→ Document section
# # # #

# Live minnow size for sauger



## 7thcorpsFA (Mar 6, 2010)

May be going to Meldahl Dam tommorrow. Don't have much experience with Sauger. Thought maybe live bait near the bottom would work, but don't know what size is best. They only carry medium and large at the bait store and the poor old crosseyed lady aint got a clue. Need help from you Sauger experts. What type of lures and presentations would work best below Meldahl? Never know when they may be out of minnows.


----------



## Fish Assassin (Jan 30, 2010)

I sent you a pm!


----------



## fishercreekrick (Jan 19, 2010)

live minnows on the bottom has worked for me for thirty staight winters. if i was to get minnows from local bait shop i would stick with bass minnows if there good fat minnows dont get stuck with crappie minnows there to small or shiners prefere shiners to be 3-4in.i like silversides or shinners 3-4in. out of local creeks they seem to work the best for me.if im in my boat i use jigging spoons in white, silver,gold ,chartreuse drop them to the bottom and jig it up and down 1or2 feet off the bottom.1/4 or1/8 oz.jig heads with white,chartreuse,or pink work good try to keep it on the bottom works from the bank too.blade bait also work good silver,gold,white or chartreuse.i hope this will help you a little.

# # # #

→ Goals
1 > In the sauger fishing thread, what length does fishercreekrick prefer shiners to be?
2 > Pick up the sauger fishing thread after its last post and write what comes next.

→ Given records
# # # #

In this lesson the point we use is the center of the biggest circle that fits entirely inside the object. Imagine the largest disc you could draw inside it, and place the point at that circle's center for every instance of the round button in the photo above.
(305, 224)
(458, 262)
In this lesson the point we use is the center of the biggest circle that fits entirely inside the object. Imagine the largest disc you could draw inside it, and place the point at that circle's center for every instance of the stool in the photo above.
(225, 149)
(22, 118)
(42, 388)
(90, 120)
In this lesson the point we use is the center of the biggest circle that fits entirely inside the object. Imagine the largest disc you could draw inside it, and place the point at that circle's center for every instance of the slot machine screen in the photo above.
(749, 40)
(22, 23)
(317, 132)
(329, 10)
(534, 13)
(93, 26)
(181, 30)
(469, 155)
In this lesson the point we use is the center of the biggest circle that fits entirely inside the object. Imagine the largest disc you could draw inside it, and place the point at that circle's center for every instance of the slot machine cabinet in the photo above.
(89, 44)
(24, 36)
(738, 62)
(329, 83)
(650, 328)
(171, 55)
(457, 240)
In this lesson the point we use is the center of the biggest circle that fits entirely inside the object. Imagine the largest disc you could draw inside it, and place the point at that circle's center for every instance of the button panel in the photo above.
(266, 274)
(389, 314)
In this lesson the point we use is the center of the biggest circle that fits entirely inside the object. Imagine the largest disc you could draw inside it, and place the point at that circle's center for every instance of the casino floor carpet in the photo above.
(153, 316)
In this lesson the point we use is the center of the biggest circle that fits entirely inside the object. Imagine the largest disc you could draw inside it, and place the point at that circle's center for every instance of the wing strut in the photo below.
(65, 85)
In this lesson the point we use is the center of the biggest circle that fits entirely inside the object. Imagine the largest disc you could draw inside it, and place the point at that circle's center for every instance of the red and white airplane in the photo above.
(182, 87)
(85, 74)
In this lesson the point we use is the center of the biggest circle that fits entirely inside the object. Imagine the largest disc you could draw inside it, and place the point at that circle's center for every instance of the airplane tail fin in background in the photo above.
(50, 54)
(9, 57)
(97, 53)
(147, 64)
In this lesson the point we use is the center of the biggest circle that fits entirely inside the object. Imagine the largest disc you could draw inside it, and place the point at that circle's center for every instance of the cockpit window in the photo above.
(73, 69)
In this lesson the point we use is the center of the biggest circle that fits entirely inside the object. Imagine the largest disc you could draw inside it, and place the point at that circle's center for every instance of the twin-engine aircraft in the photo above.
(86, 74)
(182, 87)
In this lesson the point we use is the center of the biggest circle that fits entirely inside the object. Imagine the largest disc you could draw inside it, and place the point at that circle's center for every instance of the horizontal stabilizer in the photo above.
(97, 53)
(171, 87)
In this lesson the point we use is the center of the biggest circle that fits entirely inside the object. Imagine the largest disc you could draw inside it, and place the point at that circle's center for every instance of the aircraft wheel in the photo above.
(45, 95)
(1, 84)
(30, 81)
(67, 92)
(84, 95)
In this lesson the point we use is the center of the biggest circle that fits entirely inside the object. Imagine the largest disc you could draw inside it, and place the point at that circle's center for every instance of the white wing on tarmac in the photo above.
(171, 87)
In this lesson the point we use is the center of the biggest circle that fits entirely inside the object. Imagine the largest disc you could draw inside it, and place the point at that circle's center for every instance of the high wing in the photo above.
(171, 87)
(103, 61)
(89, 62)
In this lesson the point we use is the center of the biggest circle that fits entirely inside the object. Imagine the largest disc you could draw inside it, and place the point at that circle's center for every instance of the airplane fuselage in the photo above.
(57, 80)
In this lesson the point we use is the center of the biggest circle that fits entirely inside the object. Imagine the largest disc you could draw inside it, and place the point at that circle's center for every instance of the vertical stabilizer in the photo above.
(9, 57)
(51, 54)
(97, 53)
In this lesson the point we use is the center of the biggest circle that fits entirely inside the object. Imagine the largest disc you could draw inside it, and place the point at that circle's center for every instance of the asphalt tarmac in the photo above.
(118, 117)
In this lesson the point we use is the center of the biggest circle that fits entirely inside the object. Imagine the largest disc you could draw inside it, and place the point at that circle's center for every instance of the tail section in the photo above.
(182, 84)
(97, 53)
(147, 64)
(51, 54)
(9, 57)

# # # #

→ Answers per task
1 > 3 to 4 inches.

2 >
----------



## catchin_eyes (Mar 20, 2010)

I agree, can't go wrong with bass minnows. Crappie minnows are worthless to me lol, they don't move as much, way too small. and die quicker IMO. but I'm sure there's someone out there that likes them and does well with them.


----------



## coolersnapper (Apr 1, 2009)

I always tell the wife, size doesnt matter.


----------



## Fish Assassin (Jan 30, 2010)

And we know that women says size doesn't matter but we all know the truth.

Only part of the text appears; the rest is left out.